---- THE DATA
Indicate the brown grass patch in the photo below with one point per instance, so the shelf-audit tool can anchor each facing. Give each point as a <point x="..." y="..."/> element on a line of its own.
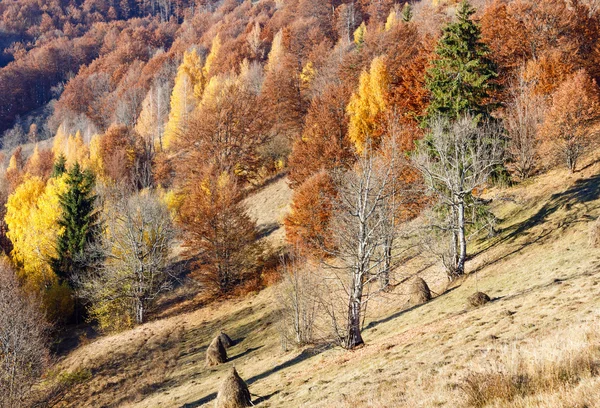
<point x="546" y="369"/>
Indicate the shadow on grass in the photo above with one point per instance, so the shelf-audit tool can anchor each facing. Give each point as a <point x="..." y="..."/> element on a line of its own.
<point x="304" y="355"/>
<point x="375" y="323"/>
<point x="243" y="354"/>
<point x="582" y="191"/>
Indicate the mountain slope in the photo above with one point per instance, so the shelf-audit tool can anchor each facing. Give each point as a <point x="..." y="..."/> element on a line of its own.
<point x="539" y="269"/>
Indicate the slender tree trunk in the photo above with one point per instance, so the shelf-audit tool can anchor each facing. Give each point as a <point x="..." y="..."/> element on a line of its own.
<point x="354" y="337"/>
<point x="139" y="312"/>
<point x="462" y="240"/>
<point x="455" y="242"/>
<point x="384" y="279"/>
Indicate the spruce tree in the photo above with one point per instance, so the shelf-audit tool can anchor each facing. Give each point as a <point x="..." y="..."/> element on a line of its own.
<point x="80" y="222"/>
<point x="461" y="76"/>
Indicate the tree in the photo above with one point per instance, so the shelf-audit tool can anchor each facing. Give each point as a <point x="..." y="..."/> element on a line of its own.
<point x="457" y="158"/>
<point x="60" y="166"/>
<point x="23" y="342"/>
<point x="307" y="223"/>
<point x="324" y="143"/>
<point x="40" y="163"/>
<point x="219" y="232"/>
<point x="368" y="105"/>
<point x="14" y="171"/>
<point x="226" y="130"/>
<point x="188" y="88"/>
<point x="155" y="108"/>
<point x="132" y="266"/>
<point x="32" y="215"/>
<point x="79" y="221"/>
<point x="524" y="117"/>
<point x="461" y="75"/>
<point x="406" y="12"/>
<point x="359" y="235"/>
<point x="571" y="121"/>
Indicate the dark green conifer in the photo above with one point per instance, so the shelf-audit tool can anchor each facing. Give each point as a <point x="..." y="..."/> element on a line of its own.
<point x="461" y="77"/>
<point x="80" y="222"/>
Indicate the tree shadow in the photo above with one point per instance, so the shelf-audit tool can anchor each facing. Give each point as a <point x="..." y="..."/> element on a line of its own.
<point x="582" y="191"/>
<point x="399" y="313"/>
<point x="265" y="397"/>
<point x="245" y="353"/>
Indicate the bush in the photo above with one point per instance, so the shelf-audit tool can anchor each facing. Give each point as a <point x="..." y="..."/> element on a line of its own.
<point x="298" y="303"/>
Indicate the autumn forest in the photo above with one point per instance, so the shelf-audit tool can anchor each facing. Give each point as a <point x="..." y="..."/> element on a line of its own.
<point x="135" y="131"/>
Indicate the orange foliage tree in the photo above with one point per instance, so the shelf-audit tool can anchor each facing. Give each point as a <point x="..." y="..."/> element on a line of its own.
<point x="219" y="232"/>
<point x="323" y="144"/>
<point x="307" y="224"/>
<point x="571" y="122"/>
--------
> THE PROBLEM: Leave every image out, and retype the material exactly.

> REPLY:
Indicate the brown grass patch in the photo below with one point per instance, so the shelf-audit tool can anchor each facing. Give each point as a <point x="..." y="..."/> element on a line of its own.
<point x="546" y="369"/>
Indicate the shadow on grass in the photo above with one point per instance, so the shelf-audit tool can anchor each facing. Give each point as a <point x="..." y="..."/> element on a line of its own.
<point x="304" y="355"/>
<point x="375" y="323"/>
<point x="243" y="354"/>
<point x="582" y="191"/>
Indicate the mountain slope in the photo above with one point per instance, so the shelf-audit tool can anchor each facing. Give each point as a <point x="..." y="..."/> element on a line of its own.
<point x="539" y="269"/>
Indicate the slender tree trunk in the photo above with one point per instance, so the shelf-audit tool can anchor each facing. Give each point as a <point x="..." y="..."/> element on a line of its own.
<point x="354" y="337"/>
<point x="139" y="312"/>
<point x="462" y="240"/>
<point x="455" y="242"/>
<point x="384" y="279"/>
Indicate the spruce tree in the photo above with one point per instance, so the shelf-audit tool can anchor each facing. Give each point as a <point x="..." y="..."/> element on a line of its own.
<point x="80" y="222"/>
<point x="461" y="76"/>
Indicate the tree in the photo above with one point per instance, so the shelf-audit tool can anchor each facing. Give each point as a <point x="..." y="..."/> element on a line of its own.
<point x="457" y="158"/>
<point x="60" y="166"/>
<point x="23" y="342"/>
<point x="307" y="223"/>
<point x="324" y="143"/>
<point x="40" y="163"/>
<point x="219" y="232"/>
<point x="368" y="105"/>
<point x="14" y="171"/>
<point x="226" y="130"/>
<point x="188" y="88"/>
<point x="155" y="108"/>
<point x="132" y="266"/>
<point x="32" y="215"/>
<point x="79" y="221"/>
<point x="524" y="117"/>
<point x="461" y="75"/>
<point x="406" y="12"/>
<point x="359" y="235"/>
<point x="571" y="121"/>
Indicate the dark green conifer in the photo above with one point per instance, so the shelf-audit tool can anchor each facing. Give each point as a <point x="..." y="..."/> element on a line of its own.
<point x="461" y="77"/>
<point x="80" y="222"/>
Indicate the tree shadow in the photo above with one point per instance, so the shelf-audit tool can anchor each facing. Give each point as a <point x="..." y="..."/> element on a line of its own.
<point x="582" y="191"/>
<point x="399" y="313"/>
<point x="265" y="397"/>
<point x="245" y="353"/>
Indicate the bush in the photo above with one point per instance, so the shelf-audit tool can anchor each facing. Give each point as a <point x="..." y="..."/> element on a line of its own.
<point x="298" y="303"/>
Indicate the autumn forest in the photo above with one point per instance, so the shelf-audit tool can anchor each facing. Give each point as a <point x="..." y="..."/> element on a line of its own.
<point x="135" y="131"/>
Indicate the orange foliage tree in the photo above with one point per instance, so the shelf-audit tool can anchor each facing. Give each point as a <point x="..." y="..."/> element on a line of its own.
<point x="219" y="232"/>
<point x="323" y="144"/>
<point x="307" y="224"/>
<point x="571" y="122"/>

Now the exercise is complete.